Dataset records on where objects are located:
++++
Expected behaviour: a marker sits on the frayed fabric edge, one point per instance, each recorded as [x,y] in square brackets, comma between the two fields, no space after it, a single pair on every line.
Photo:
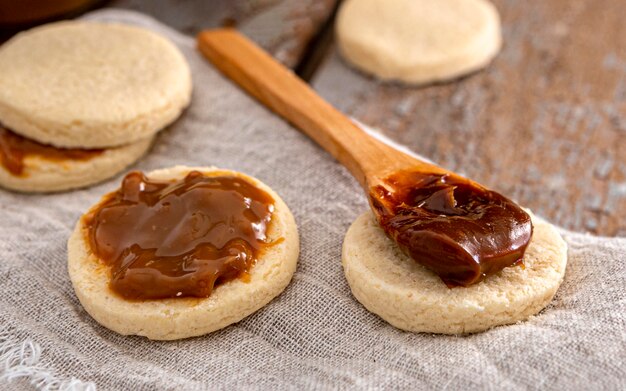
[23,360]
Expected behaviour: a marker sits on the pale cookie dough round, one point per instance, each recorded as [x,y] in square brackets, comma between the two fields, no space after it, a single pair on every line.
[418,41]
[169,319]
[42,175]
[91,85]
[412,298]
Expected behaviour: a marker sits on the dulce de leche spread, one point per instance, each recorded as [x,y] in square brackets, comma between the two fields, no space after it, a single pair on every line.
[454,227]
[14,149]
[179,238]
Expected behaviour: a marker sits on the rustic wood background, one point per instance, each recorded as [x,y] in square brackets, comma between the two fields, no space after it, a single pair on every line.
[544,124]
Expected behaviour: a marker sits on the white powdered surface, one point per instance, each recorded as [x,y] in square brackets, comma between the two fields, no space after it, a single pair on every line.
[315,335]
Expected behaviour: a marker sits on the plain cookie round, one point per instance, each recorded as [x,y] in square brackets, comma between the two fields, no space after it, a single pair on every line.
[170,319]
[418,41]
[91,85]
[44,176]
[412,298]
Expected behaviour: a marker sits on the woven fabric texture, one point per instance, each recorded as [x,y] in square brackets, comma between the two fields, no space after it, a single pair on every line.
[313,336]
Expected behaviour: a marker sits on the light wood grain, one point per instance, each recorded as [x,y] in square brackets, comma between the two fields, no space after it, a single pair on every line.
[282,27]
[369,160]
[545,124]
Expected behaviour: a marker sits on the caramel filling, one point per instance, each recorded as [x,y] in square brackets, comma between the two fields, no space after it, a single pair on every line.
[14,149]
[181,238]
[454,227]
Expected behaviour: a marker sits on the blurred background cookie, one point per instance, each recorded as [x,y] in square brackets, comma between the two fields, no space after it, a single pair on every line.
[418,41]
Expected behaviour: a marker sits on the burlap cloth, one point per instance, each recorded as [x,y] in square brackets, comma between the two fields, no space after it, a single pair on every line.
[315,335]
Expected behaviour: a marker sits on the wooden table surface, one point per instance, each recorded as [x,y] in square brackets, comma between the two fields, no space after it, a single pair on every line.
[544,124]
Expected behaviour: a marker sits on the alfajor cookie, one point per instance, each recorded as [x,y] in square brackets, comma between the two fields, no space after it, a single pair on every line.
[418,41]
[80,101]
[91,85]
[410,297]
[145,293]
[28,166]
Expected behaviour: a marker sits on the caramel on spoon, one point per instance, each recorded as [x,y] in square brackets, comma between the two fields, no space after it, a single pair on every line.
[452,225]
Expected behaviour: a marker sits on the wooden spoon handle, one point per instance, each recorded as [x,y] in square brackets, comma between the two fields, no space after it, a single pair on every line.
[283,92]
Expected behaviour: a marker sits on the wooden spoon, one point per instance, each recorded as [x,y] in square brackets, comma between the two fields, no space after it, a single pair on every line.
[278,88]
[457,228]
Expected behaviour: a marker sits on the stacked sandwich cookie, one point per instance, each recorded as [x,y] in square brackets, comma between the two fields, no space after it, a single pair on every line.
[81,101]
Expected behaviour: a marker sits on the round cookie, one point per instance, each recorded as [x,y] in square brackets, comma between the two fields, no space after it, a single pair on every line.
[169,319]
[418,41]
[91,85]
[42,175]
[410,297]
++++
Requirement:
Copy out every line of the listing above word for word, leaving the pictures out.

Result of the exercise:
Expected behaviour: a marker sits on the frayed fabric edge, one point per instance, each recorded as [x,y] in square brackets, comma between the two fields, no space after it, a single pair on every line.
Photo:
[23,360]
Expected behaviour: a marker sits on the pale cookie dough round, one point per instance, each recorded as [x,y] in square brackets, comma between the two fields, no space after it, a single pair on every line.
[418,41]
[169,319]
[42,175]
[91,85]
[412,298]
Expected behaviour: a marker sits on the dulce de leche spread, one point per instance, each recorded as [x,y] in square brackets, comma between the two fields, no space after it, a single pair on every line.
[454,227]
[14,149]
[179,238]
Expected behaviour: a marker sits on the rustic wood background, one point per instance, each recorded as [x,y] in square brackets, comma between the two fields, no space after it, a single pair on every line.
[544,124]
Expected behaviour: a marker sits on the white powdered surface, one point per instance, each recorded as [x,y] in square brackets, comma between the two fields, no space after it, a single pair on every line.
[315,335]
Expected behaviour: a marker sits on the plain cookie round, one point per instance, each recorded as [x,y] in square brackets, comma between the two fields, no space after it, a single pair on every line.
[170,319]
[418,41]
[91,85]
[44,176]
[412,298]
Expected behaviour: a marker sits on the woven fabric texture, one point per instance, each recorded as [x,y] in square brackets, comma between the two fields, no space after it, a single pair on every line.
[313,336]
Expected behaviour: a marker sits on the light wood grain, one point per instance, each recorded as [x,y] in square brackets, comma between the two fields, no space after it, a single pair on every line.
[282,27]
[369,160]
[545,124]
Expected behaviour: a marker sits on the caramel filling, one point per instance, each recorded as [x,y] in square brackets, comma between the two fields, no space after it, a single pair on every line.
[14,149]
[181,238]
[454,227]
Expected behaviour: a marker sits on the blurred background cookie, one point per instance, each recorded as [x,y] in square brackets, comma between the two fields, no space after it, a single pair on every line.
[418,41]
Expected behaviour: a marker sits on the burlap cloth, one point per instance, each recorded as [x,y] in square brackets, comma between the two fields, no space after it, a single pair on every line.
[315,335]
Expected behaviour: a marker sits on the wooden table surface, one point per instance, each recorded as [x,y] in square brackets, comma between the two fields, no space after it, a single pair on every line.
[544,124]
Expected behaviour: a marker sits on the alfajor cookie, one point per instance, each recorded as [x,y] in square brackets, comma between the two fields, no space after it, a single pair on every line.
[418,41]
[80,101]
[91,85]
[410,297]
[145,293]
[28,166]
Expected behaviour: a marker sits on the caramel on spoon, one point per instance, each recorded as [x,y] in square brackets, comma between the two fields, no space after it, a single pair on every line.
[452,225]
Expected behaviour: a marker sits on the wooden spoon handle, one point per instance, each recorded as [x,y] in square brackets, comma between the two fields, no space after it, a single pair on every line.
[283,92]
Expected behaviour: a marker sits on the wooden spoon, one point per instance, each recorded as [x,y] in square brackets, comma between the two fields, no space after it, a single pair on every line.
[278,88]
[457,228]
Expected behaviour: a marker sits on the stacked sandwich cookie, one point per instance, each recorded as [x,y] in square brackets, comma between the two fields, no space after it, a single pair on every line.
[81,101]
Expected behaviour: a marker sits on the round cookie, one point per instance, each recorded as [x,y] in square brackets, comma between the two fields, no space after it, a single pair on every line.
[169,319]
[418,41]
[91,85]
[42,175]
[410,297]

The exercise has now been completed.